'''

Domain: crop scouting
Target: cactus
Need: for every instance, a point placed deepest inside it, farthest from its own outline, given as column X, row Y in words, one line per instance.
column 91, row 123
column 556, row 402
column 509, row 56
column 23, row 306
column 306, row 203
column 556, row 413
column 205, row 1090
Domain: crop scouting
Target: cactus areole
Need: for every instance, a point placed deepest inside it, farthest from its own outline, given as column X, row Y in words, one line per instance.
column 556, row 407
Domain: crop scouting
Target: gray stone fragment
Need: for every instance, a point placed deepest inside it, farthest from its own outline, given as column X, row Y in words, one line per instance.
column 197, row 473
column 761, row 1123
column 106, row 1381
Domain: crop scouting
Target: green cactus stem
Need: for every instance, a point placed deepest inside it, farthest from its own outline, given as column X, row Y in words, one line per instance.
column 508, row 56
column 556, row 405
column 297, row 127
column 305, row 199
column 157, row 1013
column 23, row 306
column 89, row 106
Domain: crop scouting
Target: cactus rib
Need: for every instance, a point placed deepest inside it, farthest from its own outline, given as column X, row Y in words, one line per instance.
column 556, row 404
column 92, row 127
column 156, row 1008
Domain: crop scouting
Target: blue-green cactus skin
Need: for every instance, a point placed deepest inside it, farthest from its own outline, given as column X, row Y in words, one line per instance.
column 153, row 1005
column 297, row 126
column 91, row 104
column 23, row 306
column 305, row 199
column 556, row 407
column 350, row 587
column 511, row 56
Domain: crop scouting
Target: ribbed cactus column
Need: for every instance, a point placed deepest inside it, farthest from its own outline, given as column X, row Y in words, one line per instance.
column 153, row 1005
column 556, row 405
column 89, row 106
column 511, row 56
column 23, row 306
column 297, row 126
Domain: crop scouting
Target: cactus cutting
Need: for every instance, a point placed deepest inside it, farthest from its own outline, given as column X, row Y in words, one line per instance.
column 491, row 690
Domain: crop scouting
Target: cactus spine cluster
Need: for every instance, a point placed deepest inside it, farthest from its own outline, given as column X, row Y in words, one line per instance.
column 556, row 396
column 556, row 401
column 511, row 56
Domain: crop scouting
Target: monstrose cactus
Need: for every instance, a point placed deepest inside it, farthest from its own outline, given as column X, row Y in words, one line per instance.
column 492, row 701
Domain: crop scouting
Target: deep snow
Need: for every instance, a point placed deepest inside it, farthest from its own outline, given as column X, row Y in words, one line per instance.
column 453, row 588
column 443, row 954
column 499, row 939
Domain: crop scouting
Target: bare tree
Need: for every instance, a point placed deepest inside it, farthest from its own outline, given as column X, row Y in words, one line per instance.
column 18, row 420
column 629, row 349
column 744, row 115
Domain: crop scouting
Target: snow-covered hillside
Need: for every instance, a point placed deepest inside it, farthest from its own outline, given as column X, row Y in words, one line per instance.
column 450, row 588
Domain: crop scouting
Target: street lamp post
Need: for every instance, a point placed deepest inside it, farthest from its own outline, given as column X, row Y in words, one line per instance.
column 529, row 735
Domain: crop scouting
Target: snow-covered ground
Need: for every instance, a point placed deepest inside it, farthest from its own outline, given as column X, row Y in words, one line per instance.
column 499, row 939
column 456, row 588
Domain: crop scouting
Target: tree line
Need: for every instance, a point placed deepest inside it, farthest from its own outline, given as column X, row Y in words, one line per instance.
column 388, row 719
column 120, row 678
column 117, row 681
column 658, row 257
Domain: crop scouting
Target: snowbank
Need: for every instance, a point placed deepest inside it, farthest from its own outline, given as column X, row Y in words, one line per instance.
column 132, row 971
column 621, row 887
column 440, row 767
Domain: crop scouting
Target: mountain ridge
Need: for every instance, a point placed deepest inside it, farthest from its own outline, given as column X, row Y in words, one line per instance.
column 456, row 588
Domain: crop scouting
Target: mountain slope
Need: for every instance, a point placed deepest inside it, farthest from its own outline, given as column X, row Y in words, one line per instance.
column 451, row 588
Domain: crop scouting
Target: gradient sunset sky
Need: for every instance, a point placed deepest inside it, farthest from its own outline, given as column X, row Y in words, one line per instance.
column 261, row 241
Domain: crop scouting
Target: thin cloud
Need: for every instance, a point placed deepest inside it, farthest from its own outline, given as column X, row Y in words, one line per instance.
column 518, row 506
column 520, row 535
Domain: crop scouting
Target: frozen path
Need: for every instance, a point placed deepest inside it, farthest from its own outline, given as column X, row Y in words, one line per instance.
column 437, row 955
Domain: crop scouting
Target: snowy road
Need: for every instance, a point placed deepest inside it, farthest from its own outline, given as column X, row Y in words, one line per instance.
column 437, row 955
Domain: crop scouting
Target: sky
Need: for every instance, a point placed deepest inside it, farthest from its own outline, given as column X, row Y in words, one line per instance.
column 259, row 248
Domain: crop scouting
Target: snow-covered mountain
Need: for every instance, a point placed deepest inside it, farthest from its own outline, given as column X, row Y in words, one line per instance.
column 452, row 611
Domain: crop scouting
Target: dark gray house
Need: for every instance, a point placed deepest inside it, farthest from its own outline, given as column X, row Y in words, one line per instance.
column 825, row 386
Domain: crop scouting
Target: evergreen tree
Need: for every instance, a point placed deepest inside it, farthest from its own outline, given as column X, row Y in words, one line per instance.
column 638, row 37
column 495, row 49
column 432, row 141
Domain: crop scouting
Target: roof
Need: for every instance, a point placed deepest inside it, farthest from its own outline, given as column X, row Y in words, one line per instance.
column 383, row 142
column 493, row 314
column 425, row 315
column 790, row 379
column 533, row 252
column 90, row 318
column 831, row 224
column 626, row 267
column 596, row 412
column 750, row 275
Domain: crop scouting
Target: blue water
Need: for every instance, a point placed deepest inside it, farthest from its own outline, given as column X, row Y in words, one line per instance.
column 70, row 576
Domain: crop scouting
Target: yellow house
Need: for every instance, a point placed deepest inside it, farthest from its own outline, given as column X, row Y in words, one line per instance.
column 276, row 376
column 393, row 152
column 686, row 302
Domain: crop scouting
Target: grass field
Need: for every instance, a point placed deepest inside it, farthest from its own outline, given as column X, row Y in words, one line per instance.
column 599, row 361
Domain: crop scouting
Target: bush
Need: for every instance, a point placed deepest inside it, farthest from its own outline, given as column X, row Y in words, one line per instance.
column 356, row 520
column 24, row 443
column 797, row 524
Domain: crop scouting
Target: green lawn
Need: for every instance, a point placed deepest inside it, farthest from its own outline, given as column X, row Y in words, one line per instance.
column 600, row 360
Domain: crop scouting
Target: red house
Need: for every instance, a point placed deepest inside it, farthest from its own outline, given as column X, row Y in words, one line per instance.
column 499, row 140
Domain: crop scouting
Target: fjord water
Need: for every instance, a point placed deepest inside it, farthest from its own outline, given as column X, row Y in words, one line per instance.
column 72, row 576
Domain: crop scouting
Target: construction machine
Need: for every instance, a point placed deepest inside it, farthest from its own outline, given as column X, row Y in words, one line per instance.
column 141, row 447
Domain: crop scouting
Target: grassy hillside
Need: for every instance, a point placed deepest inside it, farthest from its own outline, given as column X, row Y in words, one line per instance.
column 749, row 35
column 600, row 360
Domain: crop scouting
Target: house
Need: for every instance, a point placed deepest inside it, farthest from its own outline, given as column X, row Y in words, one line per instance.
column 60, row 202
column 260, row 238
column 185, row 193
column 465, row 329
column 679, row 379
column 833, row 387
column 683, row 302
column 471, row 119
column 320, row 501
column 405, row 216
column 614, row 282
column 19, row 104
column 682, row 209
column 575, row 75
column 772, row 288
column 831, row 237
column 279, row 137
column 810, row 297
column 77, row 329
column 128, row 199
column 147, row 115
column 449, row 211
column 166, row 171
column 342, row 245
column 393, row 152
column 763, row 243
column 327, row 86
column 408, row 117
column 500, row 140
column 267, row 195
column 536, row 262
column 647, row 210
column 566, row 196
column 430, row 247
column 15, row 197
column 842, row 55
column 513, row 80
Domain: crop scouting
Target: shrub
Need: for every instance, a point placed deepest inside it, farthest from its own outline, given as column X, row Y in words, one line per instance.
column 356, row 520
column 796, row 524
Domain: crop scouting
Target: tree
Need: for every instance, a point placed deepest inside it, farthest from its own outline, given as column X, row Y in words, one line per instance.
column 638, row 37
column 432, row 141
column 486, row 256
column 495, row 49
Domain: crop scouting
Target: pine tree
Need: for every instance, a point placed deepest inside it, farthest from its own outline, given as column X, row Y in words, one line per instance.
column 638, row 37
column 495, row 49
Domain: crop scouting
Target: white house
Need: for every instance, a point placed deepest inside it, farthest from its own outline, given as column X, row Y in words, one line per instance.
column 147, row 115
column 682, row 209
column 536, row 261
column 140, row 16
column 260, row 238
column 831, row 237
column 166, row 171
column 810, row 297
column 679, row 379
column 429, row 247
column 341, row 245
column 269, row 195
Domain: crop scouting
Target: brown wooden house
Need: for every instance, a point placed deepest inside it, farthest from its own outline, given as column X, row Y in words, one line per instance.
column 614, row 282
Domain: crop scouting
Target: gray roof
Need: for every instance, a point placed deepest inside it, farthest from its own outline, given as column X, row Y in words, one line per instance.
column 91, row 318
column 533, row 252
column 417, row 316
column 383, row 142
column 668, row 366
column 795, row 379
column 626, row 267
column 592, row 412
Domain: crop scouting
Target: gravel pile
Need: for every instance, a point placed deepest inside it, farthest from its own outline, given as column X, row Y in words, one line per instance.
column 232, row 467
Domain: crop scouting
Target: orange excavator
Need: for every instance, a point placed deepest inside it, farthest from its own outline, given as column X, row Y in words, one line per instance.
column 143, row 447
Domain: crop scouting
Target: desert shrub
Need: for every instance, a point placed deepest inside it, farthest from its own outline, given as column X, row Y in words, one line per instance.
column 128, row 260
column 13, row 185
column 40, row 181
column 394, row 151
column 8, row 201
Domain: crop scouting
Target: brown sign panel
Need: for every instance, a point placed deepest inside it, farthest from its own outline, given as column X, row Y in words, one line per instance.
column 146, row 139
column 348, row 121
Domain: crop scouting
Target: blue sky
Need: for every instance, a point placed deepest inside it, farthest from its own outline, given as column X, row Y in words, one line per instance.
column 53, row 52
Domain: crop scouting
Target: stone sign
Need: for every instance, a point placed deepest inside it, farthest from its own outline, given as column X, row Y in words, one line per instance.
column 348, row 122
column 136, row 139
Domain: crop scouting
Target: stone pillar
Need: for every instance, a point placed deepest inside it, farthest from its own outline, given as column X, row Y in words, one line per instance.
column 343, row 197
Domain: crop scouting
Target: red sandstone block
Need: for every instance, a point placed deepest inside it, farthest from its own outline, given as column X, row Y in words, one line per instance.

'''

WHAT TO PRODUCE: All lines in the listing above that contain "covered" should be shown.

ANSWER TO THIS EXERCISE:
Target: snow-covered hillside
Target: snow-covered ground
Target: snow-covered mountain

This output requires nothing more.